* [PAGE]
_____

😄
Naive Query Engine (Toy for Learning) This is a Query Engine which support SQL
interface. And it is only a Toy for learn query engine only. You can check TODO to check the progress now.
Simple enough to learn (Although it is simple...but with so much work to finish.. TAT
This is inspired(and most ideas come) by how-query-engines-work and it is just for learning purpose. And many ideas inspired by arrow-datafusion.
Use arrow to express in-memory columnar format and use sqlparser as SQL parser.
architecture
how to use
for now, we can use NaiveDB
like below, we can use csv as table storage.
use naive_db::print_result;
use naive_db::CsvConfig;
use naive_db::NaiveDB;
use naive_db::Result;
fn main() -> Result<()> {
let mut db = NaiveDB::default();
db.create_csv_table("t1", "data/test_data.csv", CsvConfig::default())?;
// select
let ret = db.run_sql("select id, name, age + 100 from t1 where id < 9 limit 3 offset 2")?;
print_result(&ret)?;
// Inner Join
db.create_csv_table("employee", "data/employee.csv", CsvConfig::default())?;
db.create_csv_table("rank", "data/rank.csv", CsvConfig::default())?;
db.create_csv_table("department", "data/department.csv", CsvConfig::default())?;
let ret = db.run_sql(
"
select id, name, rank_name, department_name
from employee
join rank on
employee.rank = rank.id
join department on
employee.department_id = department.id
",
)?;
print_result(&ret)?;
// cross join
let ret = db.run_sql("select * from employee join rank")?;
print_result(&ret)?;
// aggregate
let ret = db.run_sql(
"
select count(id), sum(age), sum(score), avg(score), max(score), min(score)
from t1 group by id % 3",
)?;
print_result(&ret)?;
Ok(())

_____

* [DATASET]

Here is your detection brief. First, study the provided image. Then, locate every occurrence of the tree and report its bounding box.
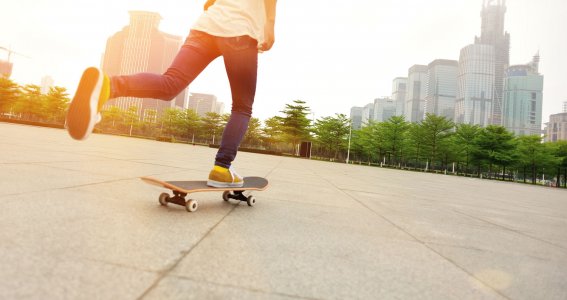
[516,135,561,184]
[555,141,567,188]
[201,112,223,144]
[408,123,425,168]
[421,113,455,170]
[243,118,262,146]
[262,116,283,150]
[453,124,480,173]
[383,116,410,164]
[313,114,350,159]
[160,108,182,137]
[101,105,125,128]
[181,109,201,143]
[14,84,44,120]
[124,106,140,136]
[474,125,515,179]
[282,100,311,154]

_____

* [REQUESTS]
- 1) Using the Naive Query Engine page, answer each question briefly:
(a) What does the page use to express the in-memory columnar format?
(b) Which file is the table "t1" created from?
(c) Which project does the page say most of its ideas come from?
- 2) Switch "NaiveDB" to "MyDB" in the Naive Query Engine page, starting at "Use arrow to" and ending at "as table storage.", and give that stretch again.
- 3) List every CSV file path that the Naive Query Engine page uses to create a table.

* [WRITTEN RESPONSES]
- 1)
(a) arrow
(b) data/test_data.csv
(c) how-query-engines-work

- 2)
Use arrow to express in-memory columnar format and use sqlparser as SQL parser.
architecture
how to use
for now, we can use MyDB
like below, we can use csv as table storage.

- 3)
data/test_data.csv
data/employee.csv
data/rank.csv
data/department.csv